**Reading passage**
= = = = =

I hate Valentine's Day.
Those who have followed me for a while will know this about me. I hate it. Always have.
I've matured a little bit. I mean, sort of. I'm older anyway. I no longer resent those who revel in today, even though I do think it's the stupidest day of the year. I still hate today.
After much unpacking, I know that my hatred of this day began when I was a young tween. This was before I realised that I was demisexual, that asexuality was even a thing and that I was on that spectrum. I hated Valentine's Day, because it called out the fact that I didn't have anyone, and didn't particularly want anyone, and that I was the only one in the whole world like me. Single people were generally pitied or looked down on on Valentine's Day. It made me seem even more of a freak that I felt, and despite not wanting anyone, it also made me feel so utterly lonely. I hated it all, and despised the 'sheeple' who 'mindlessly' celebrated it.
It also, I felt, invalidated the love I did feel.

= = = = =

**Given records**
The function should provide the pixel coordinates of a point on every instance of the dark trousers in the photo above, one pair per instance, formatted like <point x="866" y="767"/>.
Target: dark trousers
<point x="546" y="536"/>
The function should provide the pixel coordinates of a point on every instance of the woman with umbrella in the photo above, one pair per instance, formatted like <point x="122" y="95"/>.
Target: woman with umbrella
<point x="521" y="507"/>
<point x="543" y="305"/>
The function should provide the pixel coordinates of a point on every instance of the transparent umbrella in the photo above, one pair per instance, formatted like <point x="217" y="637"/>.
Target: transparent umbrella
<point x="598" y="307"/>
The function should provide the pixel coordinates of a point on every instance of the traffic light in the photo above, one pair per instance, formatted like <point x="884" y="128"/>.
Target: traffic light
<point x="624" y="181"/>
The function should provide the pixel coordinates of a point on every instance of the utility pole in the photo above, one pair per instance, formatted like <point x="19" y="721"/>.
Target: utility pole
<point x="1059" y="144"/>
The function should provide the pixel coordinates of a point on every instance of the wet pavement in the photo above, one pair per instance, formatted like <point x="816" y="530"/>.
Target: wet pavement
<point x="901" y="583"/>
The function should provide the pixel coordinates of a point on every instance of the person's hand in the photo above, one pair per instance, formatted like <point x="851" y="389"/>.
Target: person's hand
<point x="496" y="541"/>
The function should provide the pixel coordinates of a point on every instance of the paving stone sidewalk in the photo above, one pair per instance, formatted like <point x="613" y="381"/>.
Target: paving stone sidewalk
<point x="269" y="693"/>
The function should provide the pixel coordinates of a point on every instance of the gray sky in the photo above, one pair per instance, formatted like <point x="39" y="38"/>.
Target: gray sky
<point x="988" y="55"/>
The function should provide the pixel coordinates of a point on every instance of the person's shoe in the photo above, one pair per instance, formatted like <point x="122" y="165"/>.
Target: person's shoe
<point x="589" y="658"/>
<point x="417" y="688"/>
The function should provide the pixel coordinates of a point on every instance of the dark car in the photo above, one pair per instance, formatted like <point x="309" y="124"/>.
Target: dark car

= = = = =

**Exercise tasks**
1/ Transcribe the Valentine's Day post word for word, starting with "I've matured a" and going on through "who 'mindlessly' celebrated it.".
2/ Rewrite the records starting with the line with "the person's shoe" and going on through the end of the records, swapping "dark car" for "parked truck" and changing nothing else.

**Solution set**
1/
I've matured a little bit. I mean, sort of. I'm older anyway. I no longer resent those who revel in today, even though I do think it's the stupidest day of the year. I still hate today.
After much unpacking, I know that my hatred of this day began when I was a young tween. This was before I realised that I was demisexual, that asexuality was even a thing and that I was on that spectrum. I hated Valentine's Day, because it called out the fact that I didn't have anyone, and didn't particularly want anyone, and that I was the only one in the whole world like me. Single people were generally pitied or looked down on on Valentine's Day. It made me seem even more of a freak that I felt, and despite not wanting anyone, it also made me feel so utterly lonely. I hated it all, and despised the 'sheeple' who 'mindlessly' celebrated it.

2/
The function should provide the pixel coordinates of a point on every instance of the person's shoe in the photo above, one pair per instance, formatted like <point x="122" y="165"/>.
Target: person's shoe
<point x="589" y="658"/>
<point x="417" y="688"/>
The function should provide the pixel coordinates of a point on every instance of the parked truck in the photo above, one pair per instance, formatted like <point x="309" y="124"/>.
Target: parked truck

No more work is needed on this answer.